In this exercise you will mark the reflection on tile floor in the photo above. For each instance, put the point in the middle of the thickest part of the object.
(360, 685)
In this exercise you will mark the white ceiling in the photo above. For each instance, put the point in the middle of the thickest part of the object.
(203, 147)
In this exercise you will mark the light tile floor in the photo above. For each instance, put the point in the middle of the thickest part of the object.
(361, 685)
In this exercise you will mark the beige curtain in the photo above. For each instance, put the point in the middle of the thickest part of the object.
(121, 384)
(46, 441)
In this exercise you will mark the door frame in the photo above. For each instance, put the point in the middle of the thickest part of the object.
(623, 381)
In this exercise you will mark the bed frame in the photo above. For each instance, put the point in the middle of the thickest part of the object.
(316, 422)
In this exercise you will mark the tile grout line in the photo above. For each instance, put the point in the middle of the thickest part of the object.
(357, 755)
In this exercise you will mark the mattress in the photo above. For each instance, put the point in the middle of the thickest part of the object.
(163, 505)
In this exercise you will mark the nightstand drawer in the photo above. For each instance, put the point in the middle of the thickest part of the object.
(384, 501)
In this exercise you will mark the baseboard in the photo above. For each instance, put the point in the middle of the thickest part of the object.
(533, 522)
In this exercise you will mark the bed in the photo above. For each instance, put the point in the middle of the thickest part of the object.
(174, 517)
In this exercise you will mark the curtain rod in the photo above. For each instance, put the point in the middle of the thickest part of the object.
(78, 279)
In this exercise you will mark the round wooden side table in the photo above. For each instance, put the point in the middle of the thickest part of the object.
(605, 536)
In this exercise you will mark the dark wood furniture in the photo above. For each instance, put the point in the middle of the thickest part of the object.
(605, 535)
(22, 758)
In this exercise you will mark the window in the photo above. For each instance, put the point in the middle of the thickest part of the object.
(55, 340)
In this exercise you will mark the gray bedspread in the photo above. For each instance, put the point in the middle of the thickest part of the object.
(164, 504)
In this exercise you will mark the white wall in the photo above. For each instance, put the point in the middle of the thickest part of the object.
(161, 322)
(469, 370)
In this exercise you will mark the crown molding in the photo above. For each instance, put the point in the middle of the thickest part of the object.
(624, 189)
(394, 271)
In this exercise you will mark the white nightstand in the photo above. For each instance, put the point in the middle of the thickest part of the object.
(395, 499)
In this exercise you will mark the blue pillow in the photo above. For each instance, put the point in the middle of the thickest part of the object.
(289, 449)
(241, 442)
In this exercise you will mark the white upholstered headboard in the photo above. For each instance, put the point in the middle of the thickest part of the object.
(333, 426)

Exercise description:
Copy every record above exactly as it appears.

Answer to this task:
In this exercise you will mark the reflection on tile floor in the photo above. For each instance, put the point in the middle of the thickest part of the object.
(360, 685)
In this exercise you will mark the white ceiling in the photo above. For each instance, put the point in the middle of the thickest part of the object.
(203, 147)
In this exercise you will mark the light tile floor in the photo above. For each instance, put the point in the middle of the thickest part of the object.
(361, 685)
In this exercise you will mark the beige curtain in the photo above. For each instance, put the point in the middle of the thickest part of the object.
(121, 384)
(46, 441)
In this exercise you will mark the door frame in the photo above. For each instance, put the point in the middle of the thickest part of the object.
(623, 381)
In this exercise you will mark the bed frame in the photo above. For each instance, put the point in the middle of the thickest part of the object.
(316, 422)
In this exercise you will mark the tile grout line in the photo above. For each instance, put the point in the middle of the thickest part of the object.
(357, 755)
In this exercise you will mark the mattress in the photo above. For each instance, put the point in the middle of the thickest part of the object.
(163, 505)
In this exercise you will mark the nightstand drawer in the photo above. For each instance, put the point in the middle of the thickest part of the object.
(384, 501)
In this exercise you will mark the baseboard in the photo above. For each instance, put the point in the middle of the thickest part of the object.
(533, 522)
In this exercise you will mark the bed in the photo above. For each instance, put the point in the middle of the thickest part of the object.
(174, 517)
In this exercise you will mark the curtain rod in the photo above. For each instance, put the point in the middle of the thickest part of the object.
(78, 279)
In this exercise you will mark the round wooden side table in the photo above. For each instance, put the point in the middle of the thickest part of the object.
(605, 536)
In this exercise you will mark the dark wood furniture in the photo above. For each instance, put the point in the middle of the thickest part of the object.
(605, 535)
(22, 758)
In this exercise you will mark the window in the photo above. For each instance, put the point in the middle of the thickest part of the object.
(55, 340)
In this exercise you will mark the gray bedspread in the photo above. For each instance, put the point in the middle of the thickest part of the object.
(164, 504)
In this exercise you will mark the white wall in the photo above. For each instance, put the point in the middle of the thickest part of the object.
(161, 322)
(469, 370)
In this exercise you will mark the crown molding in the photo above. For each instance, put the point in the middle of the thickest part of the object.
(624, 189)
(394, 271)
In this exercise you will mark the white nightstand in the photo above. For each instance, put the point in the middle of the thickest part of the object.
(395, 499)
In this exercise you will mark the blue pillow in the photo above. For each instance, put the point in the middle of the thickest part of the object.
(289, 449)
(241, 442)
In this exercise you will mark the white upholstered headboard in the photo above. For each instance, put the point in the middle of the thickest part of the object.
(333, 426)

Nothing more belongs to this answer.